Document segment
* BEGIN *

There weren’t major complaints about the Facebook employees, though the valets said some were more approachable or talkative than others.

“Some people are just very much trying to get to work, but I would say for the most part no one’s unfriendly,” one valet said. “You just know who’s going to want to talk and who’s not going to want to talk.”

The other valet added: “There’s definitely a line drawn between ‘you are here to do this, and I am here to do this, and you need to do this so I can do this.'”

Senior staff members are seen around campus “on a daily basis,” they said, adding that interactions with them are purposefully minimal.

“I don’t want to jeopardize my job – I just say ‘hello, goodbye,’ that’s it,” one valet said.

When Facebook employees have complaints about the valets, they will generally go to the valets’ managers or grouse on Facebook’s internal message boards rather than confront the valets directly, they said.

The valets say there’s something exciting about being a part of the world’s largest social network, even if only in a limited way.

“It’s very easy to forget that you’re contributing to something so ginormous because everyone here is kind of, like, so used to it,” one said.

“It’s easy to forget you’re dealing with the lives of billions of people … It’s like when you know what you’re doing but you’re only working such a small piece of it that you don’t think of the other pieces that are fitting the puzzle.”

* END *

Task directions
Say whether each statement agrees with the account of Facebook's valets, answering yes or no and quoting the deciding words.
1. The valets had major complaints about the Facebook employees.
2. Senior staff members are seen around campus every day.
3. Facebook employees with complaints usually confront the valets directly.

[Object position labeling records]

* BEGIN *

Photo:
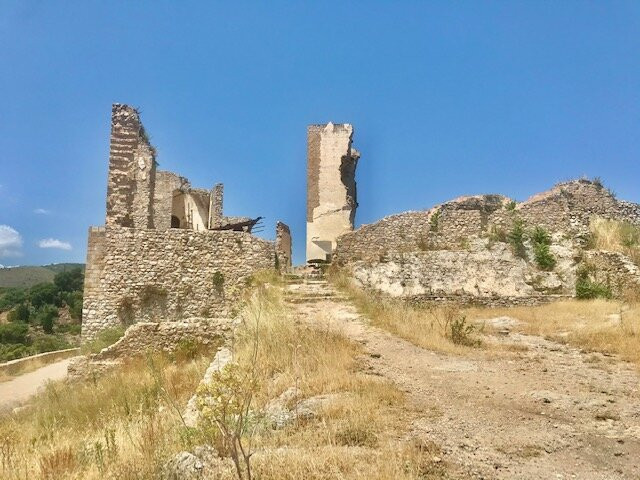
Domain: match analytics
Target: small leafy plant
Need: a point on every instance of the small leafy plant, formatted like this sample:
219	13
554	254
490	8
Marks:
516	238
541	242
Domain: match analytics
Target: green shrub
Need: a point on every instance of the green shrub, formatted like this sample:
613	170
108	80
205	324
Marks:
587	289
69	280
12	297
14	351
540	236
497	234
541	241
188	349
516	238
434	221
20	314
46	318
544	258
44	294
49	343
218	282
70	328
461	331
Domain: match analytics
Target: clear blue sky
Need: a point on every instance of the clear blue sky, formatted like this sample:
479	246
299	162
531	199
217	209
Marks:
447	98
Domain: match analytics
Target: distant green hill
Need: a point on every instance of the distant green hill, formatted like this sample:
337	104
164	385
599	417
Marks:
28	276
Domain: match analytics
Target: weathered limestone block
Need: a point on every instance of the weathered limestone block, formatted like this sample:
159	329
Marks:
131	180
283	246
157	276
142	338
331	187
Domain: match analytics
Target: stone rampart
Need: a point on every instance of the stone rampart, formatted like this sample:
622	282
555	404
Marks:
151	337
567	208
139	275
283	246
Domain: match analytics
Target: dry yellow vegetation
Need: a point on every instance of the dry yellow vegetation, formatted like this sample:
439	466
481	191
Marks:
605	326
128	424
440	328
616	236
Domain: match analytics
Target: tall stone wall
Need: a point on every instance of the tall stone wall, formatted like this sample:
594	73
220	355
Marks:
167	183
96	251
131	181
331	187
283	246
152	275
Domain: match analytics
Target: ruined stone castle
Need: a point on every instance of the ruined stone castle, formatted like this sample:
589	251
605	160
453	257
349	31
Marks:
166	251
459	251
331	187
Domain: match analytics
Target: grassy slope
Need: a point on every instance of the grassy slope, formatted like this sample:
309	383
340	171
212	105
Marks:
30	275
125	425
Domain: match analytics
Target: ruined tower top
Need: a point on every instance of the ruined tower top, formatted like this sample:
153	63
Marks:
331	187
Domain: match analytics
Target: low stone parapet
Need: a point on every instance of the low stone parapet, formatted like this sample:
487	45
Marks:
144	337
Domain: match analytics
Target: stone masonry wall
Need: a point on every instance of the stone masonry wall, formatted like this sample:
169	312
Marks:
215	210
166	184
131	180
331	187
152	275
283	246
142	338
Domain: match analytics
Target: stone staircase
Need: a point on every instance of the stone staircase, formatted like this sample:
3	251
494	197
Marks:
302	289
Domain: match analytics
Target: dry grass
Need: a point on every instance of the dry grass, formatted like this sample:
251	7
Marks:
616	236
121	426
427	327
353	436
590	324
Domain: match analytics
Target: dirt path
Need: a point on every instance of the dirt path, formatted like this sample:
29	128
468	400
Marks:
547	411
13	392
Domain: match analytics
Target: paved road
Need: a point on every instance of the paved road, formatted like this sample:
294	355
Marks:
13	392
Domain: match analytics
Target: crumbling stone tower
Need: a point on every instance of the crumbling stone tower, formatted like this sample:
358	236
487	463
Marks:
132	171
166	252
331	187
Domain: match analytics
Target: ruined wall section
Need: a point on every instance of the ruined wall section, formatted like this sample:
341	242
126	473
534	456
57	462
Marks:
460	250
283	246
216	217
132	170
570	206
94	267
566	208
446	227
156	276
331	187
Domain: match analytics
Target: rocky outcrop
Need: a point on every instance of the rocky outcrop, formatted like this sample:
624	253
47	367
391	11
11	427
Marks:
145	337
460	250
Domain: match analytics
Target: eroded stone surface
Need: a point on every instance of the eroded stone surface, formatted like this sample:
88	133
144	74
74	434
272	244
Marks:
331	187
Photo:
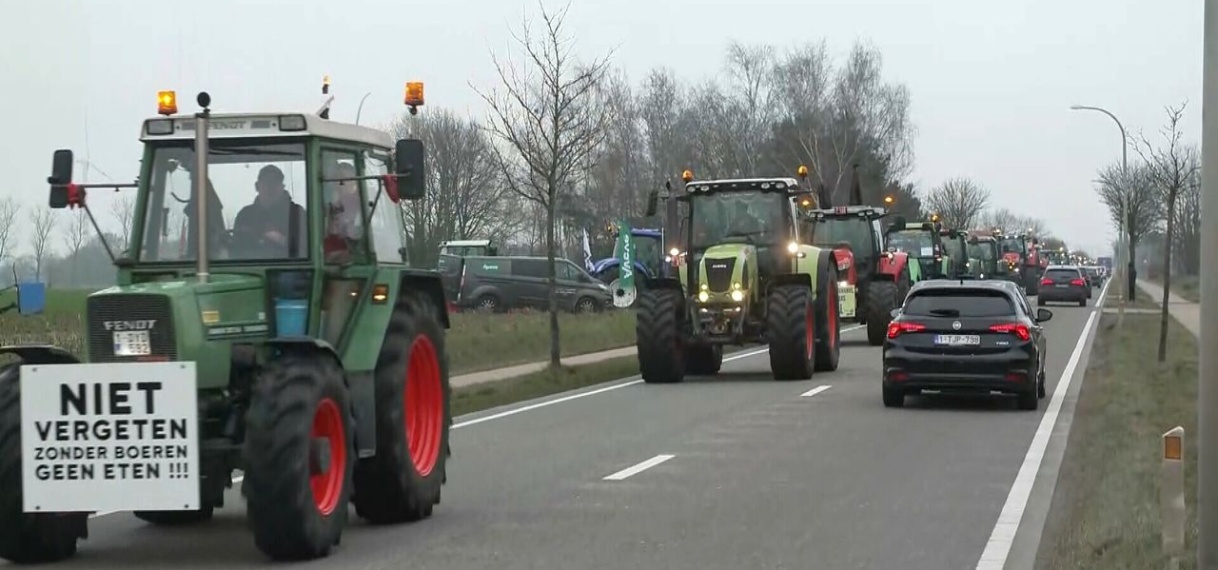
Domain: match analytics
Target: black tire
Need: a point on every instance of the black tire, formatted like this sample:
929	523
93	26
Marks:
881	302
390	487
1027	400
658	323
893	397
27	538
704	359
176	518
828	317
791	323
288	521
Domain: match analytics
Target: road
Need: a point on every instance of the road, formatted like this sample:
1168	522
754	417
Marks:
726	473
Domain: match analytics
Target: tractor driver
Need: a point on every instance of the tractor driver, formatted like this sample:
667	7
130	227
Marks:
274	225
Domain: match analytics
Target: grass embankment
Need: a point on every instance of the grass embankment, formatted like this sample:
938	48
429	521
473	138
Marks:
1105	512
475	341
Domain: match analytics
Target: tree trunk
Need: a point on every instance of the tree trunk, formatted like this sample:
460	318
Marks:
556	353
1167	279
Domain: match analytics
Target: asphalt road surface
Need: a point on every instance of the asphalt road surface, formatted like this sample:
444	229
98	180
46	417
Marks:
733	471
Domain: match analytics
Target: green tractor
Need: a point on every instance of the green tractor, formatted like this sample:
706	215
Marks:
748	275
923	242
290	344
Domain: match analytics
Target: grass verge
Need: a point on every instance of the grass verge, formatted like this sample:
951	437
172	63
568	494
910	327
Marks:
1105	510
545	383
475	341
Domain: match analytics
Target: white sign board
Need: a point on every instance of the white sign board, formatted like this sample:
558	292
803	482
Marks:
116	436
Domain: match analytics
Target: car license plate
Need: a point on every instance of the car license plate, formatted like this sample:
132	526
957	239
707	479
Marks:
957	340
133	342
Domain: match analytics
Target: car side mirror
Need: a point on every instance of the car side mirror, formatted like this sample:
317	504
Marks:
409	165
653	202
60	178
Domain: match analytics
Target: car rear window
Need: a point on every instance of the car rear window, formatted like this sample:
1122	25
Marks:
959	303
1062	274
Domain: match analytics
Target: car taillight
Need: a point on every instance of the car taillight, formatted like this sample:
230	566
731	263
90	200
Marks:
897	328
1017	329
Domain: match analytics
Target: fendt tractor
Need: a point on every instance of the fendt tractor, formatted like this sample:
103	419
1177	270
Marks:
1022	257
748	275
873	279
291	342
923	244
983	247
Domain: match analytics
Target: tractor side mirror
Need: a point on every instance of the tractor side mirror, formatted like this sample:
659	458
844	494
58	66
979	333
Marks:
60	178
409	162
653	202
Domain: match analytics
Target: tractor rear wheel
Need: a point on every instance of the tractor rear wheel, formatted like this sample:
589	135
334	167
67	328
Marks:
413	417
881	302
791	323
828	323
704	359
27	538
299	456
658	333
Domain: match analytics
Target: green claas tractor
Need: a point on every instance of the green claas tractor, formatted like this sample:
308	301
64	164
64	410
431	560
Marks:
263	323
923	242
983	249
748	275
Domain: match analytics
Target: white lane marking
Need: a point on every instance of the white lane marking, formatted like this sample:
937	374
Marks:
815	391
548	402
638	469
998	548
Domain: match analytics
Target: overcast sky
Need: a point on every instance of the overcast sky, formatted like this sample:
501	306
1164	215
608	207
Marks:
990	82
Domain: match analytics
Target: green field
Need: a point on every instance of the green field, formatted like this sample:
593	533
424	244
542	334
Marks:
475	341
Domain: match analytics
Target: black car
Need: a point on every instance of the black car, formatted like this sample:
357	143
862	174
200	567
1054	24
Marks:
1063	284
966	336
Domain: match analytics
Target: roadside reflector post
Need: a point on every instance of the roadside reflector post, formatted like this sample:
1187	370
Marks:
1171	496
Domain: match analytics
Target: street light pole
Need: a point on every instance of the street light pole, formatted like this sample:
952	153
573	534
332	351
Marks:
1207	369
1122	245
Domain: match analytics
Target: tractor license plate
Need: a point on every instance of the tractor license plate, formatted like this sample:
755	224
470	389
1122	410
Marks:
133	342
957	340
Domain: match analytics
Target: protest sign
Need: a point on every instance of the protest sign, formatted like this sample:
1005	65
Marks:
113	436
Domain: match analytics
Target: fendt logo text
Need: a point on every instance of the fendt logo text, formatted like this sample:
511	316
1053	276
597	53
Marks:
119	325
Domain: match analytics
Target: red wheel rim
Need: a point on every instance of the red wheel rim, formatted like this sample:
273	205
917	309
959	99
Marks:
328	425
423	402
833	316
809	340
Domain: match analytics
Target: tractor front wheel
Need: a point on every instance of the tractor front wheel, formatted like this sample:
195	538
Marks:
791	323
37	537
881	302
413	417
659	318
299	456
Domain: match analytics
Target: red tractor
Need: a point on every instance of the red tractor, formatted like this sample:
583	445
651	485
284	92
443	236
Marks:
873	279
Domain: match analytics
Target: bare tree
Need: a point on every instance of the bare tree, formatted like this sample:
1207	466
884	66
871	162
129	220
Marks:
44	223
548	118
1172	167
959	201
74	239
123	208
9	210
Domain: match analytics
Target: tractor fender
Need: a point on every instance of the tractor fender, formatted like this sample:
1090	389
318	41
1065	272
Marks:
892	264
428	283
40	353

* END *

Response for this exercise
1. No: "There weren’t major complaints about the Facebook employees"
2. Yes: "Senior staff members are seen around campus “on a daily basis,”"
3. No: "they will generally go to the valets’ managers or grouse on Facebook’s internal message boards rather than confront the valets directly"